SELECTED EXCERPT
- - - -
Whether or not imitation is the sincerest form of flattery, as has often been said, the reality is that imitation plays a profound and often unexamined role in our behaviour as human beings.

 

Rene Girard, who served as a professor in a number of American universities, is often credited with establishing a fascinating and wide-ranging approach to understanding human behaviour which is often referred to as “mimetic theory”.  The word “mimetic” is based on the Greek word mimesis, which means to “imitate” – and is the same word that formed the basis of the word “meme” which Richard Dawkins coined, and which is now so ubiquitous in the worlds of social media.

 

Girard’s mimetic theory suggests that our desires emerge out of our imitation of the desires of someone who we consider as a model or mediator of what we should desire.  When we observe someone else desiring a certain object, their interest in it actually increases our perception of the object’s value which, in turn, increases our desire for it.  We begin to imitate the desires of the model or mediator.  However, this also creates a rivalry between ourselves and the person who had been a model or mediator, with the result that the rivalry escalates and conflict for the object ensues.

 

And, posits Girard, the resolution to that intractable conflict, all too often in human affairs, either involves conflict which leads to the death of one of the rivals, or the need to find a person to accuse or blame for the conflict.  If the rivals can find a shared focus for blame, sometimes called the scapegoat, that “blamed other” becomes a source of unity for the former conflicting and competing rivals.  The scapegoat is driven out or destroyed, with the result that peace and unity between the rivals are restored.

 

Although Girard’s analysis emerged out of his work as a literary critic, the theory has now developed to the point where his mimetic theory now has implications for a wide range of disciplines including literary criticism, psychology, sociology, politics and religion.

 

And what is interesting is that most of us observe what he described on a daily basis.  Two children can be set in a room filled with toys, but one of the children takes a particular interest in a certain toy, thus becoming the model for the other child.  The other child begins to notice and to imitate the desire of the first child, which can escalate to the point where those two children in that room filled with toys can end up arguing over one specific toy.  A rivalry begins to grow, which then begins to create a dynamic that results in conflict for the object, and potentially violence in order to acquire it.  Any parent or caregiver will know that fights in the playroom, over a single toy, are not entirely unknown.

 

But these mimetic rivalries and conflicts are not limited to the playroom – how many of the great stories of the world – from the Bible to Shakespeare to the latest Hollywood blockbuster — are based on people’s perceptions of wanting to acquire what others desire as well, with all of the levels of conflict that then arise?

 

Advertisers know the dynamic well.  Most marketing and advertising campaigns are based on this unconscious appeal to stimulate these mimetic, or imitative, desires within us.   Whether it is increasing an object’s desirability by getting people’s friends to “like” it on social media, or by hiring celebrities and famous individuals — whose lives, beauty, hairstyle and power people are already seeking to imitate — the ad companies are using this unconscious tendency to imitate a desire for what someone that we admire desires.  A nice wristwatch may be a nice wristwatch; but a nice wristwatch on the wrist of a handsome movie star suddenly makes it even more appealing.   Our imitated desires grow.
- - - -
(Mask labeling examples)
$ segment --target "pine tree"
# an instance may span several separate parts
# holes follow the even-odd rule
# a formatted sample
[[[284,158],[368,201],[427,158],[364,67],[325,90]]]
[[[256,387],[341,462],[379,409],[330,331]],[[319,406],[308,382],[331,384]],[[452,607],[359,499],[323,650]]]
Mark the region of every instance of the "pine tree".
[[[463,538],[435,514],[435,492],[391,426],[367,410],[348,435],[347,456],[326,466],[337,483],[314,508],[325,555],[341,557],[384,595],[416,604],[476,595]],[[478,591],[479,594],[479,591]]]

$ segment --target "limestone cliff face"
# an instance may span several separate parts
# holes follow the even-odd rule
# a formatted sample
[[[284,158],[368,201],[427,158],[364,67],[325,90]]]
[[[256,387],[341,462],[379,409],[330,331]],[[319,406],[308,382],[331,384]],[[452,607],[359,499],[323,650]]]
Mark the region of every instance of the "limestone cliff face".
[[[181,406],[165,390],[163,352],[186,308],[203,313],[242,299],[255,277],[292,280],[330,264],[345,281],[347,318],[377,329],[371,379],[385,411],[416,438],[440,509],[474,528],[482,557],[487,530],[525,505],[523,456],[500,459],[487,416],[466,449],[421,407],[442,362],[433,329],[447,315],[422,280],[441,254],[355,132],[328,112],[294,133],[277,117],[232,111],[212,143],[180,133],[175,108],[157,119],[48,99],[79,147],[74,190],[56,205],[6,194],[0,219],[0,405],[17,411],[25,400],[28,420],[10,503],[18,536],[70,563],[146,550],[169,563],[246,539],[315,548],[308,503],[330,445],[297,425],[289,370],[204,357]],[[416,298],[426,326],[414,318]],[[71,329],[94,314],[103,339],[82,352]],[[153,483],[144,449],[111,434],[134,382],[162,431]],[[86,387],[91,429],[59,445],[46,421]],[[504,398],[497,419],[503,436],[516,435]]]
- - - -
PROMPT
Copy word for word the passage from the essay on mimetic theory, starting with "But these mimetic" and going on through "that then arise?".

ANSWER FOR THE TASK
But these mimetic rivalries and conflicts are not limited to the playroom – how many of the great stories of the world – from the Bible to Shakespeare to the latest Hollywood blockbuster — are based on people’s perceptions of wanting to acquire what others desire as well, with all of the levels of conflict that then arise?